─── Information supplied ───
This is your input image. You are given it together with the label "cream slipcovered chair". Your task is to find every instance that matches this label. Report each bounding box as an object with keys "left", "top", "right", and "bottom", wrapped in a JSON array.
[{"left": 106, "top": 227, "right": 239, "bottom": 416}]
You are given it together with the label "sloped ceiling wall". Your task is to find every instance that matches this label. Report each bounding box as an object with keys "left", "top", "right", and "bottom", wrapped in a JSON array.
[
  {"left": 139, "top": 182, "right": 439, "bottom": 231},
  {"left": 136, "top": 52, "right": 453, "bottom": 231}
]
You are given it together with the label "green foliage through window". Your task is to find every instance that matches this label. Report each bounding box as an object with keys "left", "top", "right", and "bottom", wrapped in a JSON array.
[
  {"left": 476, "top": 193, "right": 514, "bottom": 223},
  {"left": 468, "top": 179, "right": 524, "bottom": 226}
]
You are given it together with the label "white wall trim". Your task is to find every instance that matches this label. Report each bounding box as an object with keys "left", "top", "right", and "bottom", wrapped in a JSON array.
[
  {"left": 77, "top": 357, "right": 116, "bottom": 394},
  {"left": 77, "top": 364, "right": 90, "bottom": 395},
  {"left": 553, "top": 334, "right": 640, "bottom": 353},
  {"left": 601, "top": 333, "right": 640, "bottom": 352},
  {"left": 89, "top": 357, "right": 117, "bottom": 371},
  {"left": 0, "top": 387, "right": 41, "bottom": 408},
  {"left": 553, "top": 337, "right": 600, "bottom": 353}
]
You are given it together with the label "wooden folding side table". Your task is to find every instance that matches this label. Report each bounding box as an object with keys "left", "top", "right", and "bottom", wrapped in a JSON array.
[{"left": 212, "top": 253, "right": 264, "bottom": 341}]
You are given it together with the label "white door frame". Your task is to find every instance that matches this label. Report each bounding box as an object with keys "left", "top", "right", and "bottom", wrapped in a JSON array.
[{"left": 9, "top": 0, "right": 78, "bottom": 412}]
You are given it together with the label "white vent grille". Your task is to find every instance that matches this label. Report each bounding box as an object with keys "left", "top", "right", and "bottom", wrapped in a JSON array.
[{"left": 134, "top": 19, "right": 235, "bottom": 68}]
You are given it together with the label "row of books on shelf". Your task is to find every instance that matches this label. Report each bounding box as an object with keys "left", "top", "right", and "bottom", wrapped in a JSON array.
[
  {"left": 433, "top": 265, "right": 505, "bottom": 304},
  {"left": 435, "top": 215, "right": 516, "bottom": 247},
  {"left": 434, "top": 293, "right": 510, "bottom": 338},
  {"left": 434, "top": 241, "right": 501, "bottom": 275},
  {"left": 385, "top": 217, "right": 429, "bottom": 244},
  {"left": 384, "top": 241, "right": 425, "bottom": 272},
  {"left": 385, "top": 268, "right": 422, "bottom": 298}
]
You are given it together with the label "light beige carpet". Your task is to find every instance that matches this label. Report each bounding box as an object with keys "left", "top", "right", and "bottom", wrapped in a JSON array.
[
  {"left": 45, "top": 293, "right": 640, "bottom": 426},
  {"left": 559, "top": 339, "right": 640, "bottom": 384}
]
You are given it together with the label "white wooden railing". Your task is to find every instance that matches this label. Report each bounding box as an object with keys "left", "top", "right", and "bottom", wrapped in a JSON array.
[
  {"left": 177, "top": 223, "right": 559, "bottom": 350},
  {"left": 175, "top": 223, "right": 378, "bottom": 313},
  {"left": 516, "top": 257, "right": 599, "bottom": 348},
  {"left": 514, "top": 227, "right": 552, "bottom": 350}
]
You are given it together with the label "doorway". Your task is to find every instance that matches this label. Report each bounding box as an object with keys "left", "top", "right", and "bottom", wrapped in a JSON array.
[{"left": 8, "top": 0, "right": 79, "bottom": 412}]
───
What is expected:
Only an exact transcription of all the records above counts as an answer.

Result:
This is your input image. You are given it together with the label "cream slipcovered chair". Your task is to find every instance that matches this label. Report each bounding box as an object with keys "left", "top", "right", and "bottom", wrapped in a JSON array.
[{"left": 106, "top": 227, "right": 239, "bottom": 416}]
You are given it together with the label "sloped ceiling wall". Your task is to find every instance that matches this label. Report each bounding box as an object with keys "left", "top", "right", and "bottom", wrapped in a JSON array.
[
  {"left": 139, "top": 182, "right": 439, "bottom": 231},
  {"left": 136, "top": 52, "right": 453, "bottom": 231}
]
You are given it together with the label "green foliage through window". Your task is to find every instance that matches this label. Report each bounding box as an object with keys "left", "top", "right", and "bottom", wrapped in a JSON array.
[
  {"left": 476, "top": 193, "right": 514, "bottom": 223},
  {"left": 468, "top": 179, "right": 524, "bottom": 226}
]
You are given it together with the label "white wall trim". Your task is to find every instance that matches this label. Report each bounding box as an object with keys "left", "top", "right", and "bottom", wrapped in a JSON array.
[
  {"left": 77, "top": 357, "right": 116, "bottom": 394},
  {"left": 77, "top": 364, "right": 90, "bottom": 395},
  {"left": 553, "top": 334, "right": 640, "bottom": 353},
  {"left": 601, "top": 333, "right": 640, "bottom": 352},
  {"left": 89, "top": 357, "right": 117, "bottom": 371},
  {"left": 0, "top": 387, "right": 41, "bottom": 408},
  {"left": 553, "top": 337, "right": 600, "bottom": 353}
]
You are given it together with the label "wooden folding side table". Your task is to find every instance that matches this label. Report each bounding box as an object with keys "left", "top", "right", and "bottom", wrapped in a JSON array.
[{"left": 212, "top": 253, "right": 264, "bottom": 341}]
You are given it together with the label "white door frame". Your task is to find every instance that matches this label. Report each bounding box as an object with keys "left", "top", "right", and "bottom", wrapped in a JSON array.
[{"left": 9, "top": 0, "right": 78, "bottom": 412}]
You are given it together with the label "white vent grille". Your task is to find every instance that matches this label. Report each bounding box as an object with keys "left", "top", "right", and "bottom", wrapped in a JSON array.
[{"left": 134, "top": 19, "right": 235, "bottom": 68}]
You are given it together with the label "row of books on shelf". Your task is to find every instance that matches this label. Report each bounding box as an object with keys "left", "top", "right", and "bottom", wrapped in a JSON array.
[
  {"left": 433, "top": 265, "right": 505, "bottom": 304},
  {"left": 435, "top": 215, "right": 516, "bottom": 247},
  {"left": 434, "top": 293, "right": 510, "bottom": 338},
  {"left": 434, "top": 241, "right": 501, "bottom": 275},
  {"left": 385, "top": 217, "right": 429, "bottom": 244},
  {"left": 384, "top": 241, "right": 425, "bottom": 272},
  {"left": 385, "top": 268, "right": 422, "bottom": 298}
]
You are given it together with the label "light beige carpet". Your task is to find every instance that matches this label. Report each bounding box as an object with keys "left", "top", "right", and "bottom", wrapped in a JSON array.
[
  {"left": 45, "top": 293, "right": 640, "bottom": 426},
  {"left": 559, "top": 339, "right": 640, "bottom": 384}
]
You are given it together with the label "white wooden railing". Your task is to find every instance that matches this label. Report each bounding box as an object with keys "left", "top", "right", and "bottom", wrapped in a JSON array.
[
  {"left": 177, "top": 223, "right": 559, "bottom": 350},
  {"left": 175, "top": 223, "right": 378, "bottom": 313},
  {"left": 516, "top": 257, "right": 599, "bottom": 348},
  {"left": 514, "top": 227, "right": 552, "bottom": 350}
]
You are given it together with the label "doorway". Your task is to find every instance that matches this label. Report each bounding box as an object with keys "left", "top", "right", and "bottom", wrapped in a JSON array.
[{"left": 8, "top": 0, "right": 79, "bottom": 412}]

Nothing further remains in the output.